- **Passagem apresentada**:
Estas duas viagens simultâneas criavam um evidente problema no que ao Globalistas dizia respeito, mas eles próprios propuseram a solução: em vez de uma conversa gravada por Skype ou Zoom, algo diferente – cada um deles gravar e enviar, durante uma semana, o seu testemunho do dia, todos os dias.
Obviamente – por ser a forma mais pragmática e por ser um desafio interessante – aceitei a proposta e partimos para (mais um) formato diferente do Globalistas (devido a outros imprevistos, já fizemos o programa de várias outras formas).
Experimentar um formato diferente
Ao contrário do que se possa pensar “à cabeça”, experimentar novos formatos dentro de um mesmo programa pode ser – e, na minha opinião como produtor e realizador, é mesmo – saudável, porque diferentes circunstâncias requerem diferentes formas/técnicas de comunicá-las. Mas duas coisas devem estar sempre presentes: a fidelidade ao conteúdo a comunicar e o respeito para com quem recebe esse conteúdo – neste caso, quem ouve o programa – semanalmente ou pela primeira vez.
Num programa de Informação e análise de notícias/atualidade como o Globalistas, o mais importante mesmo é manter a fidelidade ao conteúdo; porque a (boa) Informação é, cada vez mais, um bem precioso e escasso.
“93: De Paris a Kiev”
Para a premissa determinada para este episódio pelos Rapazes – “Rapazes” é a forma como os trato no nosso grupo privado que temos no WhatsApp -, pensei que a melhor abordagem seria aplicar várias técnicas aplicadas, por exemplo, em documentários (áudio e vídeo) e grandes reportagens (áudio e vídeo). Mantendo sempre o conteúdo original – os testemunhos diários enviados pelo Filipe e pelo João – complementando-os sempre que possível com trabalho de reportagem referidos nos testemunhos, e/ou pontuando-os com música que acentue (sem desvirtuar) as sensações subjacentes ao que é descrito nos testemunhos.
[Desde já aqui fica a nota de que – fruto dos meus mais de 20 anos de ligação ao Jornalismo – sei perfeitamente que o complemento com trabalho de reportagem é básico e não-problemático, e que a pontuação de conteúdos de Informação com música e efeitos sonoros é uma área mais “cinzenta”. É exatamente por isso que decidi perder uns minutos a escrever estas linhas.]
Dou exemplos.

- **Instrução a**: Identifique na listagem abaixo todas as linhas que contêm a palavra "flower" e copie-as.

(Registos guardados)
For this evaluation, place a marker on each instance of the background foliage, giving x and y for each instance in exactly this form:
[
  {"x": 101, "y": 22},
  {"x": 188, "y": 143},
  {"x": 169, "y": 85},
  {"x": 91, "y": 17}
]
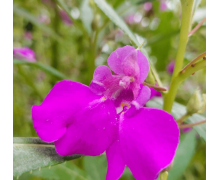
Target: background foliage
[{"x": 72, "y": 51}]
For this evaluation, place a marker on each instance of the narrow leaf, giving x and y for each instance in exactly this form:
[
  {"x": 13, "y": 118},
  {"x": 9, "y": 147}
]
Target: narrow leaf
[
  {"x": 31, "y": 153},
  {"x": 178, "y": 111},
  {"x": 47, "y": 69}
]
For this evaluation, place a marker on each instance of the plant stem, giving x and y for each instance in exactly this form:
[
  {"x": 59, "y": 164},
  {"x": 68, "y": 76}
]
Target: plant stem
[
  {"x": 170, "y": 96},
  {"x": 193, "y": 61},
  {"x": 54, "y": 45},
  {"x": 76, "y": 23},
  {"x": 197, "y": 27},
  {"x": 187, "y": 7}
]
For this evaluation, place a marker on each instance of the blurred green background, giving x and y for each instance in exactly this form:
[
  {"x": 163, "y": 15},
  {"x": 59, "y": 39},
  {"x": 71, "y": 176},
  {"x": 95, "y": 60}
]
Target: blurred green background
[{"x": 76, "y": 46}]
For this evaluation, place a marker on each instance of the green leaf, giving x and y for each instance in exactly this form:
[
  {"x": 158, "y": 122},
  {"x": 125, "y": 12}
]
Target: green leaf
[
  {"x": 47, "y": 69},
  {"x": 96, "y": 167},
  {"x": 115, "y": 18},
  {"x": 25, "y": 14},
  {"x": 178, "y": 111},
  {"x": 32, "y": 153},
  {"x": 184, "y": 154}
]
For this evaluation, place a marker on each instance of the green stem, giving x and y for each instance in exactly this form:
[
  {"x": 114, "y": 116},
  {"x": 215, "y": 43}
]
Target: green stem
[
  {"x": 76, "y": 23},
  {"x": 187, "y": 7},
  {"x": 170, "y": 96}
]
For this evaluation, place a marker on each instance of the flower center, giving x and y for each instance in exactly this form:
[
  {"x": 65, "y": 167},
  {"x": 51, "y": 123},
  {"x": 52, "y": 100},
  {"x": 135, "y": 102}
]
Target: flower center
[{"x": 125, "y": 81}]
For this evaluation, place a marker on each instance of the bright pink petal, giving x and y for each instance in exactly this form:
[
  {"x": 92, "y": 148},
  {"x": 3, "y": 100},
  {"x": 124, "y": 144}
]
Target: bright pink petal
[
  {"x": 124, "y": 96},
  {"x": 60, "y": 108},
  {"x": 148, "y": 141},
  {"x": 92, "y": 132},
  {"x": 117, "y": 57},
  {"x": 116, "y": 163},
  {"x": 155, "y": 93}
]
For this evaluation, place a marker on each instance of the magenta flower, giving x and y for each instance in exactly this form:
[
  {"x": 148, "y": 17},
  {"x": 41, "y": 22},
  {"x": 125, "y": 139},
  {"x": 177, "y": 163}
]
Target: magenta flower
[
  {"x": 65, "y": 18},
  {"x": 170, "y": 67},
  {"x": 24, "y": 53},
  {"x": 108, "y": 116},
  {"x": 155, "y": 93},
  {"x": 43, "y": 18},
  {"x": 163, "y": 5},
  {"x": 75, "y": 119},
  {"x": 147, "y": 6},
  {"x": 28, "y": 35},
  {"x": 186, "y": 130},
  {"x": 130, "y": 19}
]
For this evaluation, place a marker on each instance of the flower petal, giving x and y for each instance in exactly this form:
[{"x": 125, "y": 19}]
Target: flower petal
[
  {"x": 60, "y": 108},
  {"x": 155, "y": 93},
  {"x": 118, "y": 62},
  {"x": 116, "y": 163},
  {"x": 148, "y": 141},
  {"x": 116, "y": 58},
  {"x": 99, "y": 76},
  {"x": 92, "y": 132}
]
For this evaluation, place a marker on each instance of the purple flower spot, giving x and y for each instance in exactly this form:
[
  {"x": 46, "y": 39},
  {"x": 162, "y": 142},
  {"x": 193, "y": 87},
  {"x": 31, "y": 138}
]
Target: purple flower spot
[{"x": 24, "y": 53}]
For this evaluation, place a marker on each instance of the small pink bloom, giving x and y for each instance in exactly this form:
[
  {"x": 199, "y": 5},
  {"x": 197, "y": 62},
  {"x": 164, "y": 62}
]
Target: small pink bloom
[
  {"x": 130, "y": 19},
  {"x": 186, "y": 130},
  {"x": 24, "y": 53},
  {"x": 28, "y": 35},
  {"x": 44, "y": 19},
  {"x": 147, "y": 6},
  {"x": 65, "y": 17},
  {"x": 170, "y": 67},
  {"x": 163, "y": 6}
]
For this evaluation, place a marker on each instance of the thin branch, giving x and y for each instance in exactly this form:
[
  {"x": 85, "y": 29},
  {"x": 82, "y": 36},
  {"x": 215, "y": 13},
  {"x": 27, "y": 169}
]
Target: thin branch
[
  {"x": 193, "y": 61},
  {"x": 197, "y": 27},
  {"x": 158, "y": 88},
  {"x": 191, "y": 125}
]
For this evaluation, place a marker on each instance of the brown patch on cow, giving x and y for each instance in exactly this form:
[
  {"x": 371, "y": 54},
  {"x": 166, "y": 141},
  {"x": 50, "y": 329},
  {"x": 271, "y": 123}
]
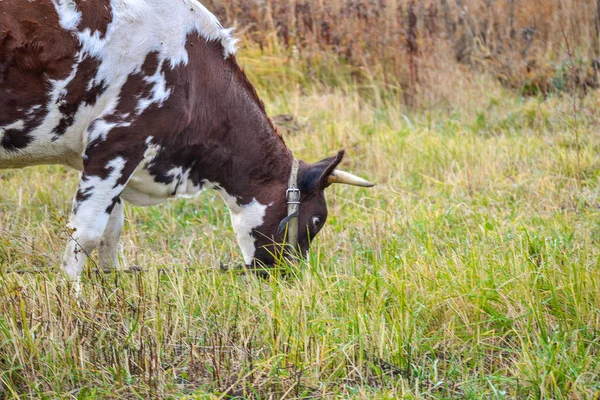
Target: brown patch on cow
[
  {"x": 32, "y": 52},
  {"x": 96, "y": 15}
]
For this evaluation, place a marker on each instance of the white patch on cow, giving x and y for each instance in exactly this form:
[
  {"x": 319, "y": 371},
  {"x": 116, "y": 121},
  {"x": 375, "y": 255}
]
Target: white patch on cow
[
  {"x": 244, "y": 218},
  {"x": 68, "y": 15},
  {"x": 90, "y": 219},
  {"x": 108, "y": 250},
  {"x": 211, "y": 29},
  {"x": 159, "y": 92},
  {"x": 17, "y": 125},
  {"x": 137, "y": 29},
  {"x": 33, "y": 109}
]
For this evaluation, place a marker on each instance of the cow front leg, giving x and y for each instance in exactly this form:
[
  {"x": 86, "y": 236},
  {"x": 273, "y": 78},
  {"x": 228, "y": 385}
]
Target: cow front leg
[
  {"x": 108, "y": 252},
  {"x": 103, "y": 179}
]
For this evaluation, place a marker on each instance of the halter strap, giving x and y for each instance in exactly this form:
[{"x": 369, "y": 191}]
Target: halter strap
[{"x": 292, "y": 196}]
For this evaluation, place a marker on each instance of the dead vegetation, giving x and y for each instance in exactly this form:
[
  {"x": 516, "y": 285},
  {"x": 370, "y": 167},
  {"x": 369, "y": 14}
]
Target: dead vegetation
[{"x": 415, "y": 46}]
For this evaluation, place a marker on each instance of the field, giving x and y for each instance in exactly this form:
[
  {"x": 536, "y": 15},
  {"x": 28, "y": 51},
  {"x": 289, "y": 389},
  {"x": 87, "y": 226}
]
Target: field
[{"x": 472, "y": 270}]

- **Instrução b**: Escreva a continuação do texto sobre o programa Globalistas, começando a seguir à última frase apresentada.

- **Resposta correta a**:
For this evaluation, place a marker on each instance of the flower center, giving x and y for each instance in exactly this form:
Target: flower center
For this evaluation, place a marker on each instance of the magenta flower, giving x and y for each instance in exactly this form:
Target: magenta flower
For this evaluation, place a marker on each instance of the flower petal, giving x and y for each instance in exactly this form:
Target: flower petal
For this evaluation, place a marker on each instance of the purple flower spot, giving x and y for each instance in exactly this form:
Target: purple flower spot

- **Resposta correta b**:
Logo ao segundo dia em Kiev, o Filipe iniciou a gravação do testemunho enquanto as sirenes ecoavam na cidade. Não é um efeito sonoro colocado em edição é mesmo o som ambiente do momento em que o Filipe iniciou o testemunho. Em edição, apenas evidenciei esse detalhe (“levantei o volume” naqueles segundos iniciais) para que quem ouvisse o programa, por exemplo, no seu smartphone sem auscultadores não ficasse privado do pormenor. Tudo linear.
No mesmo testemunho, o Filipe referiu que nesse dia tinha reencontrado o “fixer” (uma pessoa local que ajuda os jornalistas vindos de fora a movimentar-se em território desconhecido), Viacheslav, de quem se tinha separado quase dois meses antes, devido ao início da guerra. No episódio “90: Dias de guerra” o Filipe contou como foi essa separação e, por ter sido um momento emocional para ele(s), a minha opção da edição foi marcar o facto de este reencontro ser um momento especial – ainda para mais, tendo Viacheslav sido ferido em combate entre esta e a última vez em que se tinham visto. A opção foi pela colocação de uma música discreta, calma, que não retirasse qualquer peso às palavras do Filipe, mas sim que sublinhasse a emoção do momento. Os jornalistas são pessoas, têm sentimentos; trabalham com objetividade e têm emoções como qualquer ser humano.
A utilização de música naquele em qualquer outro momento deste episódio tem apenas e só a mesma função desempenhada em televisão pela música (que “prepara” o recetor para “entrar” num contexto) e pelos grafismos complementares (que acrescentam informação ao que é dito e/ou mostrado). Como é óbvio, parto do princípio da boa-fé na utilização destas ferramentas e técnicas que acabo de referir. A diferença, neste caso, é só a ausência da imagem.
Entendo que o recurso a esta técnica não seja linear. A boa-fé em todas as opções feitas é crucial e, ainda assim, a interpretação do recetor pode não ser igual à intenção do editor/realizador; ou seja, a interpretação pode ser diferente da esperada por quem recebe, trabalha e edita materiais em bruto para posterior publicação como conteúdos de comunicação finalizados.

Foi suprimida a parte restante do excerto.